#### Problem details
Pull out every line of the rows below that contains the string "sunglasses" and copy each one.

**** Input material

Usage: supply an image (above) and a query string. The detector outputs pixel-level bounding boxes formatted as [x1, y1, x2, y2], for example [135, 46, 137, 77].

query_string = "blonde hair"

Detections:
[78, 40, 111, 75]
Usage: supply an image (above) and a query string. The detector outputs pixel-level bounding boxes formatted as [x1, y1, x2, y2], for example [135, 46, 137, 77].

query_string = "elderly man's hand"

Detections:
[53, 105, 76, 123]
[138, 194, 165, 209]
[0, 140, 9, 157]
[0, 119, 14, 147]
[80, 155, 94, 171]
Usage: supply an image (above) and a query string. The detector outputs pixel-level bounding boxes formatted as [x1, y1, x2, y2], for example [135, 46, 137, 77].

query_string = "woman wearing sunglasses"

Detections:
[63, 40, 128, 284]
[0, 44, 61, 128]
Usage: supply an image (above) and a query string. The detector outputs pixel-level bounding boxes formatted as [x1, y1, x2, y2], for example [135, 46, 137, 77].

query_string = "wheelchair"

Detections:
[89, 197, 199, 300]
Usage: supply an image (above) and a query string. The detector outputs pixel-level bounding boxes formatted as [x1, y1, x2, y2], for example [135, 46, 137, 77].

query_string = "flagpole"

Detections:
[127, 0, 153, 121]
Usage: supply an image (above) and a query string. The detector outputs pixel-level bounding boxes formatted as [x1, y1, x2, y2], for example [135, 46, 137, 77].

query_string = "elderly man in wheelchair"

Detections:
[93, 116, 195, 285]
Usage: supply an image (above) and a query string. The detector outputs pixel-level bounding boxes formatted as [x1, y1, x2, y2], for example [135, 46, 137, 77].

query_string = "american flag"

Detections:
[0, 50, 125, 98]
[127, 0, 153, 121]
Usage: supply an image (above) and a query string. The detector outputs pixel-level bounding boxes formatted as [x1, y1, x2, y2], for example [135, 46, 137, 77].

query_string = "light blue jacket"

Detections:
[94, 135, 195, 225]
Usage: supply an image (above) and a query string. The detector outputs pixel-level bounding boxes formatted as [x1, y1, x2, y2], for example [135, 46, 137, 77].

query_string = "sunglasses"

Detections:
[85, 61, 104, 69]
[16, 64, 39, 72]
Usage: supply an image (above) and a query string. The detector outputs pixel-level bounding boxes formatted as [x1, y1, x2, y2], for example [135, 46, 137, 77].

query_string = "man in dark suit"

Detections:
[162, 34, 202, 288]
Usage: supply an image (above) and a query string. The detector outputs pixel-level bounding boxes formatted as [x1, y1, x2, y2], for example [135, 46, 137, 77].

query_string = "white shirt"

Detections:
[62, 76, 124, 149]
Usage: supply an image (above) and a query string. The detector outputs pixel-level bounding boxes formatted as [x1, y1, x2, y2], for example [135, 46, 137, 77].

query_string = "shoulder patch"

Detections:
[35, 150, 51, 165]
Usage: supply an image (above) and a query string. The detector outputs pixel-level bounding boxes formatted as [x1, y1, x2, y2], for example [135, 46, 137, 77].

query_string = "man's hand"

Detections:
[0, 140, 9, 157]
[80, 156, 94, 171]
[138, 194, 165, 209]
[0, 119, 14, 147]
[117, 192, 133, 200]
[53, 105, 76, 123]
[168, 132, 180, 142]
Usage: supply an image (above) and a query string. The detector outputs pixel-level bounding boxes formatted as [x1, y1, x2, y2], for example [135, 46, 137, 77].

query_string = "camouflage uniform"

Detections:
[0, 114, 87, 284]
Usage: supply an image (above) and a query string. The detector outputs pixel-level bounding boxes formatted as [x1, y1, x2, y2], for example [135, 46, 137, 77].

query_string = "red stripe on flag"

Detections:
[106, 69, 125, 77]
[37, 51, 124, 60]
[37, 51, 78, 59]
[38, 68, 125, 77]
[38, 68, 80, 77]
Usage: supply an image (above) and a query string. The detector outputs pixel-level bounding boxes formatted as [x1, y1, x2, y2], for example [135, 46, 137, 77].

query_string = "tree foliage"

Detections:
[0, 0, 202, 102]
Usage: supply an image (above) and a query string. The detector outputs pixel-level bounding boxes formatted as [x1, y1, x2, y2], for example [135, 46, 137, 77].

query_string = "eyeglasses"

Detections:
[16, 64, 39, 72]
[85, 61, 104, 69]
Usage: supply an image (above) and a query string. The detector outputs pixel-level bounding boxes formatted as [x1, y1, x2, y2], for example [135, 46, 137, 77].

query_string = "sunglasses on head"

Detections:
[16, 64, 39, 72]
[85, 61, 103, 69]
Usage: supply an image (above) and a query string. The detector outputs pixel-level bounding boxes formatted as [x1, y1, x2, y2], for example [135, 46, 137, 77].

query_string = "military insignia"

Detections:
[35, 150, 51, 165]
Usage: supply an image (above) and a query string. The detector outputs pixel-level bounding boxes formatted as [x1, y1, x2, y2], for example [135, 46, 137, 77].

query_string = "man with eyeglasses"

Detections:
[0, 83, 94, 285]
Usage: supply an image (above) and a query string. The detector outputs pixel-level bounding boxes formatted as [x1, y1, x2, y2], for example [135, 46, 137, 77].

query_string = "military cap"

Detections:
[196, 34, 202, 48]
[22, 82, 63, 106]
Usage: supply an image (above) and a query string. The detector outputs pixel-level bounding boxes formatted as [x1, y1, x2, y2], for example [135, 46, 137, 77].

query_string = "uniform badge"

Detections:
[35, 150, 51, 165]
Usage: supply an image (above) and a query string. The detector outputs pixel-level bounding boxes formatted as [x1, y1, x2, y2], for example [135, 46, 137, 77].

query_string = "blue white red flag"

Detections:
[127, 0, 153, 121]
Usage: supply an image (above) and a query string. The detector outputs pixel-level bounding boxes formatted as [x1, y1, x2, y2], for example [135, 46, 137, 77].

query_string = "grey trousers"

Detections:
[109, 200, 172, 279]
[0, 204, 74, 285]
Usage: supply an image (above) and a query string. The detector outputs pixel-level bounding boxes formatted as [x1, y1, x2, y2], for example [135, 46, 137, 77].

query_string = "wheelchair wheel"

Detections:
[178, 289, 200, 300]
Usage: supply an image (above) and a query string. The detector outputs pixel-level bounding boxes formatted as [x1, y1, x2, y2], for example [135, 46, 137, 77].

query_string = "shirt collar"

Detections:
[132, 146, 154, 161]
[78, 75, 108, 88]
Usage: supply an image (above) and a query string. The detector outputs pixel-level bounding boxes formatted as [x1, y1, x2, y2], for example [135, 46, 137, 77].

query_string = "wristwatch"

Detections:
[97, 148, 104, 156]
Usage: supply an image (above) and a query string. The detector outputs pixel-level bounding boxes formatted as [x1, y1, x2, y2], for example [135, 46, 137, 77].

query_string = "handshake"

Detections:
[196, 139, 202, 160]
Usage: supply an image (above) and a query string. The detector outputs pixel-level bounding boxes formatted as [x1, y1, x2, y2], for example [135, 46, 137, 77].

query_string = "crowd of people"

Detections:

********

#### Output for this exercise
query_string = "woman wearing sunglasses"
query_string = "sunglasses"
query_string = "sunglasses on head"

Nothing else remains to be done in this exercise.